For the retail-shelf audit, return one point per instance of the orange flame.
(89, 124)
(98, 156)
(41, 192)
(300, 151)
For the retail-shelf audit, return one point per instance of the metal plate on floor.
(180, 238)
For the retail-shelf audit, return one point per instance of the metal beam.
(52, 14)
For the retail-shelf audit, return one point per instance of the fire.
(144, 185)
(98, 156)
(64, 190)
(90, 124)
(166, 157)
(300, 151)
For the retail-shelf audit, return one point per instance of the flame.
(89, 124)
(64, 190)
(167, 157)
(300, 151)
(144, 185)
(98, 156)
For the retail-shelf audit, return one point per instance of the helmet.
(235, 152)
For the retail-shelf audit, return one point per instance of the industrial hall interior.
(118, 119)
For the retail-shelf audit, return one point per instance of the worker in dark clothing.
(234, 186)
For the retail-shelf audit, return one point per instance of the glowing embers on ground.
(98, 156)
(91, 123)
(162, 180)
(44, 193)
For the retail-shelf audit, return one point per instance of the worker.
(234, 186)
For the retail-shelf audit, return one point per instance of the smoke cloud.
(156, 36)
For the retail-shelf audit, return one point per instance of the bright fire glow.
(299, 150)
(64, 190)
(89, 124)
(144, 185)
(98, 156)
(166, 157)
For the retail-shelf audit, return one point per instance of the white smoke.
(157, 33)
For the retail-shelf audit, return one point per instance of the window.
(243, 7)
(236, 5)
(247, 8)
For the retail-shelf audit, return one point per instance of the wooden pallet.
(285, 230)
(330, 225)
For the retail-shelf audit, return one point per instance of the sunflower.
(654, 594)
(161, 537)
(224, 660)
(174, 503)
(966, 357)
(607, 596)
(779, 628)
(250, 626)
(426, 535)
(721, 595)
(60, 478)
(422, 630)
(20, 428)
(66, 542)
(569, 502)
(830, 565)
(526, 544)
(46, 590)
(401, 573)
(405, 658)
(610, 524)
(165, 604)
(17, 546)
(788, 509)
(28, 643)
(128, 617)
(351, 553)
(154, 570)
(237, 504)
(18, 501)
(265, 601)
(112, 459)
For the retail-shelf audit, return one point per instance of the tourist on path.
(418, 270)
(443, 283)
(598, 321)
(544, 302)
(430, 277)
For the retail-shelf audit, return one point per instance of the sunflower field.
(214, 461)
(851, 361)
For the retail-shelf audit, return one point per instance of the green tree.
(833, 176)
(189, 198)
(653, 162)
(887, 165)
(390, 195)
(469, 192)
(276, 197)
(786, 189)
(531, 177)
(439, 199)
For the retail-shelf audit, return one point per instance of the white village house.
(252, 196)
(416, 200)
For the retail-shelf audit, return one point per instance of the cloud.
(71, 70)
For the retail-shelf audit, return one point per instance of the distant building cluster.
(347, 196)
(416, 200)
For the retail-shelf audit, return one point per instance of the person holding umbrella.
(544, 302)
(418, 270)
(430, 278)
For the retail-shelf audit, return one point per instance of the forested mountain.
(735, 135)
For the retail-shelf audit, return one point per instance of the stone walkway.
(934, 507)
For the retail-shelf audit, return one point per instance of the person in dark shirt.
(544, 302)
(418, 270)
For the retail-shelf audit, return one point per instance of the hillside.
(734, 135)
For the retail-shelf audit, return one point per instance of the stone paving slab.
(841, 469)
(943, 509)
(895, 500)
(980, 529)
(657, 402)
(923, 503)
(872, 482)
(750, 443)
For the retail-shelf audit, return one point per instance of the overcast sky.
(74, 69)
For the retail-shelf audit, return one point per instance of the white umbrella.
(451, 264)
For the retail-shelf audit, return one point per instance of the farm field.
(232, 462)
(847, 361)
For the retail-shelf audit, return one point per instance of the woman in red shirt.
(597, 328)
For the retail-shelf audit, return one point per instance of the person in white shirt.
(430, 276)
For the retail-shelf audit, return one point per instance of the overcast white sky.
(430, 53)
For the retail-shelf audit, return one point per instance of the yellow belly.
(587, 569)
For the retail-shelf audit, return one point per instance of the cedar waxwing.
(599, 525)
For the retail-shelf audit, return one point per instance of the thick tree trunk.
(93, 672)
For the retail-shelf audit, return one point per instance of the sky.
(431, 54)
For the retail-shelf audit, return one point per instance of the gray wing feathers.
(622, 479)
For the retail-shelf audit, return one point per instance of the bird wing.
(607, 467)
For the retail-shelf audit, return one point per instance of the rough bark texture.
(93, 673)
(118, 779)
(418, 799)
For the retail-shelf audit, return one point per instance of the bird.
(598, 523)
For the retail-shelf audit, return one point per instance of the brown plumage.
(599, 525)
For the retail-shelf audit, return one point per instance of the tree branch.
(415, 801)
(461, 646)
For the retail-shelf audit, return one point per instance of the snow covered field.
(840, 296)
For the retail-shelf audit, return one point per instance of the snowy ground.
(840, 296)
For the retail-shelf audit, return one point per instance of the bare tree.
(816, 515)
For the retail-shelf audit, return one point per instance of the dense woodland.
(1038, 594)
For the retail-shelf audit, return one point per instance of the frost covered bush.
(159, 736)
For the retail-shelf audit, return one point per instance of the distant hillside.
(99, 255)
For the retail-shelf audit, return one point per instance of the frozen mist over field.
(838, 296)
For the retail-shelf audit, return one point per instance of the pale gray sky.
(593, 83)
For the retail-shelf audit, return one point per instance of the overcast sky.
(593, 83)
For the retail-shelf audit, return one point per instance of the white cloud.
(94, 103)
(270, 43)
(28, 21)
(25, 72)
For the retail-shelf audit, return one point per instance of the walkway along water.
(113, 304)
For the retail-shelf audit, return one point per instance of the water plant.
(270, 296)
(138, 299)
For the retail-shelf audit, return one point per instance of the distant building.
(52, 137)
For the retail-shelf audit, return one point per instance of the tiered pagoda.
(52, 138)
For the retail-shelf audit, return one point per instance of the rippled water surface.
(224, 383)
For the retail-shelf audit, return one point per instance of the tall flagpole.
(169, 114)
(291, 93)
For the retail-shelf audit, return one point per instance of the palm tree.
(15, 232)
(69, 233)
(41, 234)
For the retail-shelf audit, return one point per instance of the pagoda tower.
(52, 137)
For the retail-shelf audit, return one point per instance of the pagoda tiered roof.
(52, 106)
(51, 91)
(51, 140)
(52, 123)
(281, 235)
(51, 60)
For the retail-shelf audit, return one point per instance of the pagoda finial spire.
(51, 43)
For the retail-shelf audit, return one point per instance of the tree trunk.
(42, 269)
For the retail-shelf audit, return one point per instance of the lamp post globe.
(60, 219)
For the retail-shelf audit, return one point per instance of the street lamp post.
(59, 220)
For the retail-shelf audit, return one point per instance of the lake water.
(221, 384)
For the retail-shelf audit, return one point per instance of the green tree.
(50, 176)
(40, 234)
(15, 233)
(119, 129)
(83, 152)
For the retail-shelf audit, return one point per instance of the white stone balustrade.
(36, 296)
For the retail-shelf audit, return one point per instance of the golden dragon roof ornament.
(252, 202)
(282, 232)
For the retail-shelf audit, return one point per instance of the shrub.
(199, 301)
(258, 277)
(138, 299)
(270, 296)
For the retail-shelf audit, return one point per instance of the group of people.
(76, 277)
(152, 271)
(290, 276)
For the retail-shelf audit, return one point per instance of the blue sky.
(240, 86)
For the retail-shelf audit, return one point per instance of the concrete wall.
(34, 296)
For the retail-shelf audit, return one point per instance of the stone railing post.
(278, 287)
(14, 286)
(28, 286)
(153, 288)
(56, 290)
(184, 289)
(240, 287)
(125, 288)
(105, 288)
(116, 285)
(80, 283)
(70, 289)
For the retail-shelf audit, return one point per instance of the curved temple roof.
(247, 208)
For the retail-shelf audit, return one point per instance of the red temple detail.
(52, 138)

Stated task =>
Type out the entries again, word for word.

Expected output =>
For the retail-shelf audit, return one point per instance of the orange flame.
(89, 124)
(98, 156)
(41, 192)
(300, 151)
For the retail-shelf audit, return one point per instance of the metal plate on floor.
(180, 238)
For the retail-shelf audit, return one point per instance of the metal beam.
(52, 14)
For the retail-shelf audit, return one point per instance of the fire.
(144, 185)
(98, 156)
(64, 190)
(90, 124)
(166, 157)
(300, 151)
For the retail-shelf audit, return one point per instance of the flame.
(89, 124)
(64, 190)
(167, 157)
(300, 151)
(144, 185)
(98, 156)
For the retail-shelf audit, return one point per instance of the helmet.
(235, 152)
For the retail-shelf audit, return one point per instance of the industrial hall interior.
(118, 119)
For the retail-shelf audit, return one point per instance of the worker in dark clothing.
(234, 186)
For the retail-shelf audit, return one point per instance of the glowing embers on ground.
(98, 156)
(91, 123)
(162, 180)
(44, 193)
For the retail-shelf audit, return one point per instance of the worker.
(234, 186)
For the retail-shelf audit, return one point per instance of the smoke cloud.
(156, 36)
For the retail-shelf audit, return one point per instance of the bright fire glow.
(299, 150)
(64, 190)
(89, 124)
(144, 185)
(98, 156)
(166, 157)
For the retail-shelf audit, return one point per instance of the white smoke.
(157, 33)
For the retail-shelf audit, return one point per instance of the window.
(243, 7)
(236, 5)
(247, 8)
For the retail-shelf audit, return one point per instance of the wooden pallet.
(285, 230)
(330, 225)
For the retail-shelf audit, return one point per instance of the sunflower.
(654, 594)
(161, 537)
(224, 660)
(174, 503)
(966, 357)
(607, 596)
(779, 628)
(250, 626)
(426, 535)
(721, 595)
(60, 478)
(422, 630)
(20, 428)
(66, 542)
(569, 502)
(830, 565)
(526, 544)
(46, 590)
(401, 573)
(405, 658)
(610, 524)
(165, 604)
(17, 546)
(788, 509)
(28, 643)
(128, 617)
(351, 553)
(154, 570)
(237, 504)
(18, 501)
(265, 601)
(112, 459)
For the retail-shelf audit, return one point per instance of the tourist on path.
(418, 270)
(443, 283)
(598, 321)
(544, 302)
(430, 277)
For the retail-shelf audit, return one point per instance of the sunflower field.
(214, 461)
(851, 361)
For the retail-shelf audit, return one point per instance of the green tree.
(833, 176)
(189, 198)
(653, 162)
(887, 165)
(390, 195)
(469, 192)
(276, 197)
(786, 189)
(531, 177)
(439, 199)
For the retail-shelf audit, return one point per instance of the white village house.
(252, 196)
(416, 200)
For the retail-shelf audit, return one point per instance of the cloud.
(71, 70)
For the retail-shelf audit, return one point per instance of the distant building cluster.
(347, 196)
(416, 200)
For the retail-shelf audit, return one point per instance of the person holding umbrella.
(544, 302)
(418, 270)
(430, 278)
For the retail-shelf audit, return one point per instance of the forested mountain.
(735, 135)
For the retail-shelf audit, return one point per instance of the stone walkway.
(934, 507)
For the retail-shelf audit, return one point per instance of the person in dark shirt.
(544, 302)
(418, 270)
For the retail-shelf audit, return one point per instance of the hillside.
(734, 135)
For the retail-shelf audit, return one point per instance of the stone paving slab.
(841, 469)
(943, 509)
(895, 500)
(980, 529)
(657, 402)
(923, 503)
(872, 482)
(750, 443)
For the retail-shelf audit, return one point per instance of the overcast sky.
(74, 69)
For the retail-shelf audit, return one point per instance of the white umbrella.
(451, 264)
For the retail-shelf audit, return one point per instance of the farm field.
(232, 462)
(847, 361)
For the retail-shelf audit, return one point per instance of the woman in red shirt.
(597, 328)
For the retail-shelf audit, return one point per instance of the person in white shirt.
(430, 276)
For the retail-shelf audit, return one point per instance of the overcast white sky.
(430, 53)
For the retail-shelf audit, return one point per instance of the yellow belly.
(587, 569)
For the retail-shelf audit, return one point per instance of the cedar waxwing.
(599, 525)
For the retail-shelf audit, return one point per instance of the thick tree trunk.
(93, 672)
For the retail-shelf audit, return one point per instance of the sky.
(431, 54)
For the retail-shelf audit, return one point per instance of the gray wing feathers.
(622, 479)
For the retail-shelf audit, return one point per instance of the bird wing.
(607, 467)
For the retail-shelf audit, return one point per instance of the rough bark texture.
(93, 673)
(118, 779)
(418, 799)
For the retail-shelf audit, return one point per instance of the bird.
(598, 523)
For the retail-shelf audit, return one point per instance of the brown plumage.
(599, 525)
For the retail-shelf audit, return one point per instance of the tree branch.
(415, 801)
(461, 646)
For the retail-shelf audit, return one point per instance of the snow covered field.
(840, 296)
For the retail-shelf audit, return one point per instance of the snowy ground.
(840, 296)
For the retail-shelf audit, return one point per instance of the bare tree.
(816, 515)
For the retail-shelf audit, return one point per instance of the dense woodland.
(1038, 594)
For the retail-shelf audit, return one point per instance of the frost covered bush.
(159, 736)
For the retail-shelf audit, return one point per instance of the distant hillside.
(99, 255)
For the retail-shelf audit, return one point per instance of the frozen mist over field.
(838, 296)
For the retail-shelf audit, return one point per instance of the pale gray sky.
(593, 83)
For the retail-shelf audit, return one point per instance of the overcast sky.
(593, 83)
For the retail-shelf audit, return one point per instance of the white cloud.
(94, 103)
(270, 43)
(28, 21)
(25, 72)
For the retail-shelf audit, return one point per instance of the walkway along water.
(113, 304)
For the retail-shelf audit, return one point per instance of the water plant.
(270, 296)
(138, 299)
For the retail-shelf audit, return one point per instance of the distant building.
(52, 137)
For the retail-shelf audit, return one point per instance of the tiered pagoda.
(52, 138)
For the retail-shelf audit, return one point per instance of the rippled water surface.
(224, 383)
For the retail-shelf audit, return one point per instance of the tall flagpole.
(169, 114)
(291, 93)
For the retail-shelf audit, return one point per instance of the palm tree.
(15, 232)
(69, 233)
(41, 234)
For the retail-shelf audit, return one point per instance of the pagoda tower.
(52, 137)
For the retail-shelf audit, return one point per instance of the pagoda tiered roof.
(52, 106)
(51, 91)
(51, 140)
(52, 123)
(281, 235)
(51, 60)
For the retail-shelf audit, return one point per instance of the pagoda finial spire.
(51, 43)
For the retail-shelf audit, return one point per instance of the tree trunk.
(42, 269)
For the retail-shelf audit, return one point per instance of the lamp post globe.
(60, 219)
For the retail-shelf audit, return one point per instance of the street lamp post.
(59, 220)
For the retail-shelf audit, return one point per instance of the lake water.
(221, 384)
For the retail-shelf audit, return one point per instance of the green tree.
(50, 176)
(40, 234)
(15, 233)
(119, 129)
(83, 152)
For the retail-shelf audit, return one point per instance of the white stone balustrade.
(36, 296)
For the retail-shelf audit, return one point per instance of the golden dragon roof ornament.
(252, 202)
(282, 232)
For the retail-shelf audit, return one point per instance of the shrub.
(199, 301)
(258, 277)
(138, 299)
(270, 296)
For the retail-shelf audit, return one point per instance of the group of people.
(76, 277)
(152, 271)
(290, 276)
For the retail-shelf audit, return one point per instance of the blue sky.
(240, 86)
For the retail-shelf audit, return one point per instance of the concrete wall.
(34, 296)
For the retail-shelf audit, return one point per instance of the stone railing post.
(278, 287)
(14, 286)
(28, 286)
(153, 288)
(56, 290)
(184, 289)
(240, 287)
(125, 288)
(105, 288)
(116, 285)
(80, 283)
(70, 289)
For the retail-shelf audit, return one point per instance of the curved temple roof.
(247, 208)
For the retail-shelf audit, return one point per instance of the red temple detail.
(52, 138)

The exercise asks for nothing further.